Segment Open
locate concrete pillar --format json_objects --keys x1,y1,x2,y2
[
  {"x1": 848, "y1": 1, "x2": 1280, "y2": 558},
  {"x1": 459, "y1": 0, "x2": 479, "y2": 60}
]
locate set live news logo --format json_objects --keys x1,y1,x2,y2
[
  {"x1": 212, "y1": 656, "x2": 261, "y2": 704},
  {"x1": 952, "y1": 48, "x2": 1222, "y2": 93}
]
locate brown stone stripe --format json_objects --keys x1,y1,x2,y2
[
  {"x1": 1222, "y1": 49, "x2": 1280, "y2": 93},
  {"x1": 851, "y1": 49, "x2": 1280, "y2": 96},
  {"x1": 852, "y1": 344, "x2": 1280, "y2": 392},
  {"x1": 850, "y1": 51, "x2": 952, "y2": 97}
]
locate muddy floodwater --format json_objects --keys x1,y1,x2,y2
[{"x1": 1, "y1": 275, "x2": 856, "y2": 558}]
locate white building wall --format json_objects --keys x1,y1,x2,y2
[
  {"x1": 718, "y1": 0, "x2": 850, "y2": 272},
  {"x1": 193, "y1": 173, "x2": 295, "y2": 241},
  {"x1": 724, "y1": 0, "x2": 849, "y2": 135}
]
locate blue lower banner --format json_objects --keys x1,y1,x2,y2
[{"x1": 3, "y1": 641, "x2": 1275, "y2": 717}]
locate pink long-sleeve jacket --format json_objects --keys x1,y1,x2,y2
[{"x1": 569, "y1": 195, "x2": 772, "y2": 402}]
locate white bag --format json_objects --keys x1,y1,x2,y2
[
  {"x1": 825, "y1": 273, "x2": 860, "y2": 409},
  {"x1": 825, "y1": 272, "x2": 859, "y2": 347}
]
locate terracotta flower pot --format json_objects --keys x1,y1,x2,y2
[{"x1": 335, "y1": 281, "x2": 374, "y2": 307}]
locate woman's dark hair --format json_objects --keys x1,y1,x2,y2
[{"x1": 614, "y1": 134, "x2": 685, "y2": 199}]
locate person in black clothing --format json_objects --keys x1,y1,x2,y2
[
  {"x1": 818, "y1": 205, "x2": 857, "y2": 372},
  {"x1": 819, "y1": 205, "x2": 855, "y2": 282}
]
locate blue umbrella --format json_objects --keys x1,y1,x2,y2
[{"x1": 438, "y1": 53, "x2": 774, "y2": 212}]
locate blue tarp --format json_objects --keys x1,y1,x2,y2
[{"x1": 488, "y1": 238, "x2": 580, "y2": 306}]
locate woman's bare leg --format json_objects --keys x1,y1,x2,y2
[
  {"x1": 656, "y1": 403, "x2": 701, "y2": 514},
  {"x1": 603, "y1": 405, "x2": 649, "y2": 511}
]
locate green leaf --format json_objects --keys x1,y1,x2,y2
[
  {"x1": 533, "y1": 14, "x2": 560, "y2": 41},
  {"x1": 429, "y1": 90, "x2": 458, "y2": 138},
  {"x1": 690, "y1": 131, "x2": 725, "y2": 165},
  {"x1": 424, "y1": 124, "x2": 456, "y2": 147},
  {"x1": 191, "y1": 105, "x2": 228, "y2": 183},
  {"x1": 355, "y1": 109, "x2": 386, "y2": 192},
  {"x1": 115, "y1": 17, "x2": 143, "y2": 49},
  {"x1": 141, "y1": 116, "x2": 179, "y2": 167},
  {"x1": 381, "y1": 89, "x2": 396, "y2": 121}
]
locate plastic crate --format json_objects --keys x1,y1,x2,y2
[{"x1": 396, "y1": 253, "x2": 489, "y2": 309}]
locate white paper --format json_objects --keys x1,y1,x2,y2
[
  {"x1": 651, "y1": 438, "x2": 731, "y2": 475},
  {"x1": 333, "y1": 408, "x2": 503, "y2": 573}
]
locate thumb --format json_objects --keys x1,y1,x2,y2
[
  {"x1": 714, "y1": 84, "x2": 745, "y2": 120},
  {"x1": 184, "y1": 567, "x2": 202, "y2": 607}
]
Segment Closed
• [Required action]
Please copy only the lines from the one with "locate woman's dark" through the final line of the records above, both ends included.

• [Expected answer]
locate woman's dark hair --format json_objects --keys x1,y1,x2,y2
[{"x1": 614, "y1": 134, "x2": 685, "y2": 199}]
locate person in black clothing --format json_objects --keys x1,y1,x2,y2
[
  {"x1": 818, "y1": 205, "x2": 857, "y2": 372},
  {"x1": 819, "y1": 205, "x2": 855, "y2": 282}
]
locate blue umbrella --format json_objects --keys x1,y1,x2,y2
[{"x1": 438, "y1": 53, "x2": 774, "y2": 212}]
locate blue tarp --format json_objects --keys x1,y1,x2,y2
[{"x1": 488, "y1": 238, "x2": 580, "y2": 306}]
locate woman's bare leg --format json_objects --keys x1,y1,x2,y2
[
  {"x1": 656, "y1": 403, "x2": 701, "y2": 514},
  {"x1": 603, "y1": 405, "x2": 649, "y2": 511}
]
locate green leaf --format json_objects --keys x1,y1,x2,y2
[
  {"x1": 533, "y1": 14, "x2": 560, "y2": 41},
  {"x1": 429, "y1": 90, "x2": 458, "y2": 138},
  {"x1": 690, "y1": 131, "x2": 725, "y2": 165},
  {"x1": 424, "y1": 124, "x2": 456, "y2": 147},
  {"x1": 191, "y1": 105, "x2": 228, "y2": 183},
  {"x1": 355, "y1": 109, "x2": 386, "y2": 192},
  {"x1": 115, "y1": 17, "x2": 143, "y2": 49},
  {"x1": 141, "y1": 116, "x2": 179, "y2": 167},
  {"x1": 381, "y1": 89, "x2": 396, "y2": 121}
]
locate plastic crate --format json_objects --keys x1,y1,x2,y2
[{"x1": 396, "y1": 253, "x2": 489, "y2": 309}]
locate white paper --format json_objects --keys x1,y1,x2,y2
[
  {"x1": 651, "y1": 438, "x2": 731, "y2": 475},
  {"x1": 333, "y1": 408, "x2": 503, "y2": 573}
]
locate thumb --format json_objects --keys x1,y1,x2,y2
[
  {"x1": 714, "y1": 84, "x2": 745, "y2": 120},
  {"x1": 184, "y1": 567, "x2": 202, "y2": 607}
]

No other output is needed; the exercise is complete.